CHECK YOUR UNDERSTANDING:
• A. In two sentences, summarize the interview excerpt.
• B. Carry on writing the interview excerpt from its last sentence.

DOCUMENT EXCERPT:
BSO: With what you’ve learned about yourself and all that you’ve achieved, what are 3 pieces of advice you’d give your younger self?
• Don’t take anything too seriously.
• Be nice to people.
• Play – at work and home
BSO: That never ending ‘balance’ question (wellness, career and family). What’s your typical day look like? Or share with us a sample of 2 days.
- I feel that “balance” is a word that creates stress, not lessens it. It implies that there is some way of creating a work-home balance that will make you a happier person. I feel the key is to get happy first and work on staying that way. That translates into a passion for what you are doing, which is rarely reflected in a “balanced” life.
- If balance is your goal, you’ll constantly be judging yourself and your day against what should be happening to create a balance. It takes away from your day. I feel I am better diving into what I am doing with a full commitment and don’t worry about balance.
- I retired in December of 2018 to pursue presenting viable solutions for chronic pain to the general public. My work days were usually between 12 to 16 hours a day and I loved what I did.

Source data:
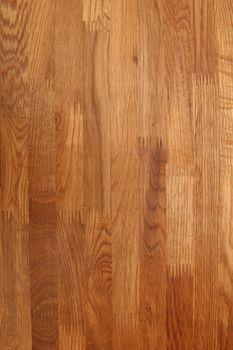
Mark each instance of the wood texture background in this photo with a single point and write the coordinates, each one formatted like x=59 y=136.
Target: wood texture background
x=116 y=172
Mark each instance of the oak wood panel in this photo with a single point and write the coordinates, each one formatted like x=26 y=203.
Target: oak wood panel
x=116 y=134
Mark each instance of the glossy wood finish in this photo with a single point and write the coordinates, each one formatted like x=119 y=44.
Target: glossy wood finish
x=116 y=153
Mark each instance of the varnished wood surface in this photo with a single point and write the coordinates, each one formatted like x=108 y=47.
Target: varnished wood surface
x=116 y=173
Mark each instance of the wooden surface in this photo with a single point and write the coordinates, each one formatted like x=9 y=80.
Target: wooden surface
x=116 y=173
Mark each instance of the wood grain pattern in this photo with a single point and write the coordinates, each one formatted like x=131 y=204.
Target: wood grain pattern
x=116 y=170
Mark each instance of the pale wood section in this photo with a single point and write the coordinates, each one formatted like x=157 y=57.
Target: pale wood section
x=180 y=220
x=180 y=312
x=72 y=282
x=97 y=119
x=98 y=292
x=226 y=264
x=225 y=268
x=69 y=105
x=206 y=135
x=152 y=245
x=15 y=314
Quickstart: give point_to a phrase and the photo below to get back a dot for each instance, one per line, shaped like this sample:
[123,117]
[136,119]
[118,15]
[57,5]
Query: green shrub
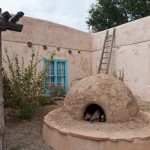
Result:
[23,85]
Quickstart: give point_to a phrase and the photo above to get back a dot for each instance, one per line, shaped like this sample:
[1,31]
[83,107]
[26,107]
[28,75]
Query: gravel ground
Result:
[27,134]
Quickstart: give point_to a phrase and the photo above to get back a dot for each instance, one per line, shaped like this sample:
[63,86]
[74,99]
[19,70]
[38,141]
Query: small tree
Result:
[23,85]
[105,14]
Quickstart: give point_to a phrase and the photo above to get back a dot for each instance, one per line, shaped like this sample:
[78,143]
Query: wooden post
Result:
[2,125]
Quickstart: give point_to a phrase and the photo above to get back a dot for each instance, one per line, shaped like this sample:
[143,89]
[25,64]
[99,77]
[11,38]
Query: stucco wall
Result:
[53,35]
[131,51]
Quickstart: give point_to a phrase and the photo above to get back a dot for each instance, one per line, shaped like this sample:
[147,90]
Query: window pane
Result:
[49,68]
[61,81]
[61,68]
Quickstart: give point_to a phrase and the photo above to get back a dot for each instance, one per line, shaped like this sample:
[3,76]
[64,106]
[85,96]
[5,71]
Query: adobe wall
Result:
[131,51]
[53,35]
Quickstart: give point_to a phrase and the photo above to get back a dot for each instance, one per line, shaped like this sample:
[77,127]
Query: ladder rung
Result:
[108,40]
[109,35]
[107,46]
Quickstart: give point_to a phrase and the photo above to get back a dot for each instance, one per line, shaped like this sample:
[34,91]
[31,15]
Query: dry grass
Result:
[27,134]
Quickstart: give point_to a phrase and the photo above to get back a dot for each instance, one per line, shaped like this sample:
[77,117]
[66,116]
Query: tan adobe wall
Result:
[131,51]
[52,35]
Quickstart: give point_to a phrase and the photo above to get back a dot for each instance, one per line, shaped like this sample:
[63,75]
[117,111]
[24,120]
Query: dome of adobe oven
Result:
[112,95]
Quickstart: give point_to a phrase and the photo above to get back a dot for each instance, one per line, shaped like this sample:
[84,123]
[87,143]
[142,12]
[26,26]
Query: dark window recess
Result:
[94,113]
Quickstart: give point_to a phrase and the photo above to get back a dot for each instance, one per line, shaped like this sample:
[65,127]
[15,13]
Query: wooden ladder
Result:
[106,52]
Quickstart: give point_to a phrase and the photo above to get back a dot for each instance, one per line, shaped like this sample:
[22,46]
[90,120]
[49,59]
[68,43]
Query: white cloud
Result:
[72,13]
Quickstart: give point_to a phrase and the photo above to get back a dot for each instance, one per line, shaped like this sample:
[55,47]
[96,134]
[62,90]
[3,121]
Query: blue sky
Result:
[72,13]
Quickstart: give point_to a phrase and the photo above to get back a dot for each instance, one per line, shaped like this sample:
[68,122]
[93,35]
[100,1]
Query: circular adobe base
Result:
[62,132]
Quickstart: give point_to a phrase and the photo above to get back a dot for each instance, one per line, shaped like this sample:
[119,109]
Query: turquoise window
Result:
[57,73]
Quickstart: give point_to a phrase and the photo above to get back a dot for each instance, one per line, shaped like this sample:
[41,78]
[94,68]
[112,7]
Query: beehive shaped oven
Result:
[99,113]
[101,98]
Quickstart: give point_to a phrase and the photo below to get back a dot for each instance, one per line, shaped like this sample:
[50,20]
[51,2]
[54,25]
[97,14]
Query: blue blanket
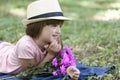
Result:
[86,71]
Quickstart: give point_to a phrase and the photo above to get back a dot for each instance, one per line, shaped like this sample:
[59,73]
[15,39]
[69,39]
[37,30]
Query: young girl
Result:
[41,42]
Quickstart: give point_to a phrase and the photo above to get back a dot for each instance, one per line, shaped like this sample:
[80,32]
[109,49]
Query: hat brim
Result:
[26,21]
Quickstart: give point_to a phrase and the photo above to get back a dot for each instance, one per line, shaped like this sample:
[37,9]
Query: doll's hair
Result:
[35,29]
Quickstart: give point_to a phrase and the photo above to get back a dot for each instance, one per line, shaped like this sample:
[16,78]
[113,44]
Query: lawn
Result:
[93,34]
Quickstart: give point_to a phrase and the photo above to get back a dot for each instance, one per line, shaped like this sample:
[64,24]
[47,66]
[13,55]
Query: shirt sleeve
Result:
[25,51]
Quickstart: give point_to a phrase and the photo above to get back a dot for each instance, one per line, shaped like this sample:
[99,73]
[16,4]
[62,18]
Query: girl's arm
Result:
[26,62]
[52,49]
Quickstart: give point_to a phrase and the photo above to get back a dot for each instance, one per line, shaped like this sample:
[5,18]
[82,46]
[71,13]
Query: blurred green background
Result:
[94,33]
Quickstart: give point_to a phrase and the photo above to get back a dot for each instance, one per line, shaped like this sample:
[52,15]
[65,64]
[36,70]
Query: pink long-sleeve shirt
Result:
[10,54]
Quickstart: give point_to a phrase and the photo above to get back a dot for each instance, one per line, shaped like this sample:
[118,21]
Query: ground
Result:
[93,34]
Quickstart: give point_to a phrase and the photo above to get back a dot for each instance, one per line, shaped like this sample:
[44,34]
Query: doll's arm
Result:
[73,72]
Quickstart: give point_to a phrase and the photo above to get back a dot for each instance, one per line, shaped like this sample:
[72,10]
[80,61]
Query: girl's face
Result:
[51,33]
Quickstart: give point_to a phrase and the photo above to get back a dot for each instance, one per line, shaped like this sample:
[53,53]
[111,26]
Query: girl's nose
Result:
[58,29]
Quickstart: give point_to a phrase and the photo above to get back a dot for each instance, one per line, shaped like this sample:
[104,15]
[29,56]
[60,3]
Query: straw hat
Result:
[40,10]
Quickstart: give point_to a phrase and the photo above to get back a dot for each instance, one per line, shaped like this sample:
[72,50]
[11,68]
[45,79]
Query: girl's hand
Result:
[73,72]
[54,47]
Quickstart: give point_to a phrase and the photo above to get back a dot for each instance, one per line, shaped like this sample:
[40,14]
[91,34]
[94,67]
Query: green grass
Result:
[95,41]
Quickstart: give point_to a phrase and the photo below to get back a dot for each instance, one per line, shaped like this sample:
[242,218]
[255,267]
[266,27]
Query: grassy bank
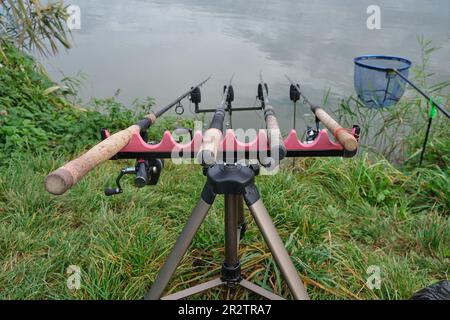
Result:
[337,217]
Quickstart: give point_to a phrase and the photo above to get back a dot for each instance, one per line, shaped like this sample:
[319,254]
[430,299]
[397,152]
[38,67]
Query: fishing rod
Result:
[62,179]
[213,135]
[346,139]
[277,147]
[432,113]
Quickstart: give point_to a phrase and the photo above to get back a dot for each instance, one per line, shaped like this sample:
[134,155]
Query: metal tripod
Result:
[236,183]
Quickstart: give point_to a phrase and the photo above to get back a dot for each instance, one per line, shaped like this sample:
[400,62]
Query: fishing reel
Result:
[146,173]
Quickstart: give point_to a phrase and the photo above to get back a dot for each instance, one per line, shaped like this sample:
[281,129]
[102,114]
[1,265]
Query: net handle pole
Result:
[439,107]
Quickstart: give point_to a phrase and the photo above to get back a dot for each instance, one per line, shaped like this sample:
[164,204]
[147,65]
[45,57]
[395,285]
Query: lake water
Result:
[161,48]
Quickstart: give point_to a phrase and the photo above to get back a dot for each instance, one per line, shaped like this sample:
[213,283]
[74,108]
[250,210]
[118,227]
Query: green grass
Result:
[330,214]
[337,217]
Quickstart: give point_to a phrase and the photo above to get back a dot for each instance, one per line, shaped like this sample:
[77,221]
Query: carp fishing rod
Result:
[62,179]
[345,138]
[213,135]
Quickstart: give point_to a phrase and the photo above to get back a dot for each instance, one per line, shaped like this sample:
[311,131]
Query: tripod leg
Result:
[279,252]
[178,251]
[231,231]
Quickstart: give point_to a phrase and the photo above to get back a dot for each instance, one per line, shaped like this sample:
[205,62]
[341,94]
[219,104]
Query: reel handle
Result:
[62,179]
[347,140]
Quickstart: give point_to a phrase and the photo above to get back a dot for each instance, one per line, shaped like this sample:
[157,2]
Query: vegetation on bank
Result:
[337,217]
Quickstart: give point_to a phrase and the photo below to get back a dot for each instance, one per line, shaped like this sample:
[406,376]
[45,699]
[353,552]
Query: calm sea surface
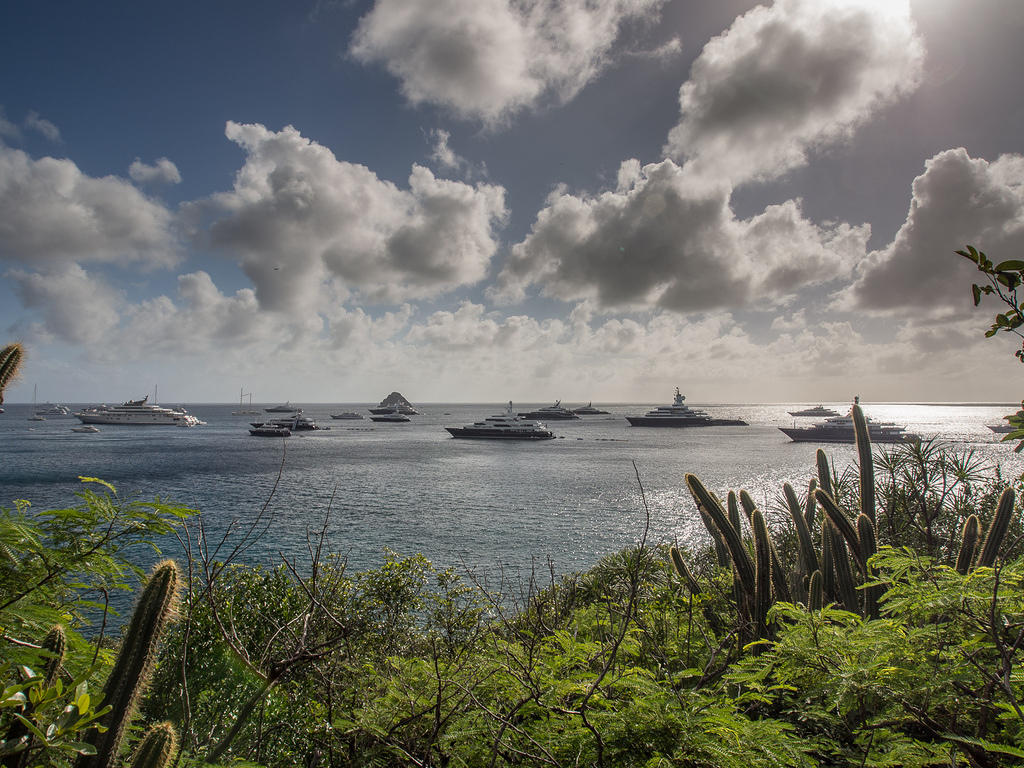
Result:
[412,488]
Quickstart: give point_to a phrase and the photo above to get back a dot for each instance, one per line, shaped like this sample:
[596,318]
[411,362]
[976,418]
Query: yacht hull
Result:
[480,434]
[652,421]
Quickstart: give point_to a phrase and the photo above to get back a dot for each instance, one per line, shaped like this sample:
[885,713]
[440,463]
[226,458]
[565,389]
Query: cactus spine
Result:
[134,663]
[157,748]
[969,544]
[10,363]
[684,572]
[866,462]
[740,557]
[815,598]
[763,593]
[997,530]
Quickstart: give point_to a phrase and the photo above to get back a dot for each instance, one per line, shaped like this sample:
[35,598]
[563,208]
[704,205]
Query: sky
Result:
[492,200]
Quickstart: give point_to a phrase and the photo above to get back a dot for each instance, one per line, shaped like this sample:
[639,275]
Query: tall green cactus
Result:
[970,535]
[158,747]
[997,530]
[10,363]
[865,460]
[131,671]
[740,557]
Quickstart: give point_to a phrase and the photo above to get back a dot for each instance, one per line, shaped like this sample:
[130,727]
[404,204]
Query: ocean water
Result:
[479,505]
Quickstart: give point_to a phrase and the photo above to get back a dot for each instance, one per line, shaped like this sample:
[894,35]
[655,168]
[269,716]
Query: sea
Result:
[482,507]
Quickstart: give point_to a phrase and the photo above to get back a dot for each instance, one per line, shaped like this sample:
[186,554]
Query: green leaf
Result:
[1004,266]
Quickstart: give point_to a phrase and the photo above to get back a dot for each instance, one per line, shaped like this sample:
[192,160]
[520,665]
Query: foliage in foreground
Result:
[627,664]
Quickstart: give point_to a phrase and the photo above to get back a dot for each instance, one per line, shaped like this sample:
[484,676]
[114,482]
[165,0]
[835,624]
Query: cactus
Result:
[824,474]
[10,361]
[970,535]
[865,460]
[997,530]
[865,531]
[815,599]
[845,588]
[740,557]
[808,559]
[134,663]
[838,517]
[683,571]
[157,748]
[763,592]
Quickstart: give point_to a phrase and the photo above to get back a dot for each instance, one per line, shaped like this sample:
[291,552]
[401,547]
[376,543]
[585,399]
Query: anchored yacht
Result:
[507,426]
[137,413]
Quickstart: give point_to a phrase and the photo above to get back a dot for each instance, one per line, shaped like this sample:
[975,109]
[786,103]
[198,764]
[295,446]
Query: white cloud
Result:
[488,58]
[956,201]
[662,240]
[298,217]
[76,306]
[784,79]
[161,172]
[51,213]
[36,123]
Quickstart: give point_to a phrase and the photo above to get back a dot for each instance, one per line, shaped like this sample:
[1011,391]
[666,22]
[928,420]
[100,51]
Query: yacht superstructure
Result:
[507,426]
[137,413]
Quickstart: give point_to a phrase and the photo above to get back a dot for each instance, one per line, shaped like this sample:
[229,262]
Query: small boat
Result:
[507,426]
[1003,428]
[819,412]
[680,415]
[286,409]
[270,430]
[840,429]
[392,416]
[550,413]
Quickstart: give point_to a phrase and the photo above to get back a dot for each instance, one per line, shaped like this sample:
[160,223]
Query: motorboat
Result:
[588,410]
[840,429]
[390,416]
[1003,428]
[138,413]
[286,409]
[507,426]
[680,415]
[296,423]
[818,412]
[52,410]
[270,430]
[550,413]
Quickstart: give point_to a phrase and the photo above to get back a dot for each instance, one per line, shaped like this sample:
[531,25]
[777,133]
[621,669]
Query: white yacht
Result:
[680,415]
[137,413]
[507,426]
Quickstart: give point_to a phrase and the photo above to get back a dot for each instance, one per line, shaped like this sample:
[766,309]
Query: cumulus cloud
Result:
[161,172]
[488,58]
[786,78]
[51,213]
[76,306]
[298,217]
[957,200]
[659,240]
[36,123]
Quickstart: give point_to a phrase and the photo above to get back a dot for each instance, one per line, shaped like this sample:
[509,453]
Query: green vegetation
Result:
[10,363]
[848,626]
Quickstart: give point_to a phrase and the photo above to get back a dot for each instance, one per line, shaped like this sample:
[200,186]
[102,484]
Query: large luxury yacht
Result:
[550,413]
[840,429]
[137,413]
[680,415]
[507,426]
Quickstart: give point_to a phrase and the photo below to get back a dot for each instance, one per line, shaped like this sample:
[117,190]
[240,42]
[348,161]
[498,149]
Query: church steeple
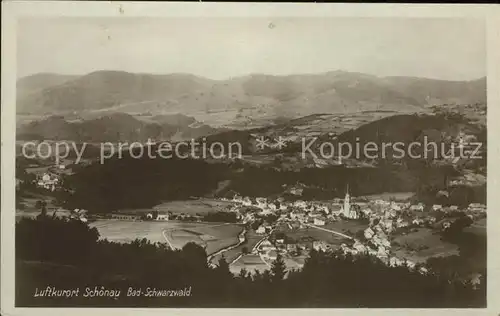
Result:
[347,202]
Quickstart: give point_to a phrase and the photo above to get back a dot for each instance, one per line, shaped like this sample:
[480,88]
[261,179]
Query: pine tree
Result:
[278,269]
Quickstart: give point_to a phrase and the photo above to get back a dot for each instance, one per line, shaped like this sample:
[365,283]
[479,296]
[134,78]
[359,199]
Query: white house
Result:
[261,230]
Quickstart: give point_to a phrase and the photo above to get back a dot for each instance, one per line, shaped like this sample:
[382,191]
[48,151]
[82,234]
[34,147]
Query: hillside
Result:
[112,128]
[249,97]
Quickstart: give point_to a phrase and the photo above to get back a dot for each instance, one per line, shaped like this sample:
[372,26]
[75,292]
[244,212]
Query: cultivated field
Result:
[420,245]
[250,262]
[211,236]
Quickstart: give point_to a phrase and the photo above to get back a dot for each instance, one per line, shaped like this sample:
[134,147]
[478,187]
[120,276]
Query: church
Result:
[347,209]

ANSWERS PER TASK:
• A. The interviewee would advise a younger self not to take anything too seriously, to be nice to people, and to play at work and at home. Calling "balance" a word that creates stress, the interviewee favors getting happy first and diving into work with full commitment, and describes loving 12- to 16-hour work days before retiring in December 2018 to present viable solutions for chronic pain to the general public.

• B.
- My retirement is almost as busy, and I am working on creating a structure to engage in my mission and also create a more enjoyable personal life. My day begins between 5:30 and 6:00. I work on my writing for 3-5 hours. I catch up on my “to do” list around the middle part of the day and am able to take most
BSO: To function at our highest level and to continue tapping into our creativity, Weekends should be restorative, physically and mentally. What does yours look like?
- I am trying to take one of the two days off of the internet and mobile devices. I am having some success with it. We spend time with friends, playing golf, tennis and I do work out at the gym almost daily. My favorite part of retirement is taking an afternoon nap.
- Am deciding on what hobby to take up. I have historically enjoyed bird watching. I am taking voice lessons.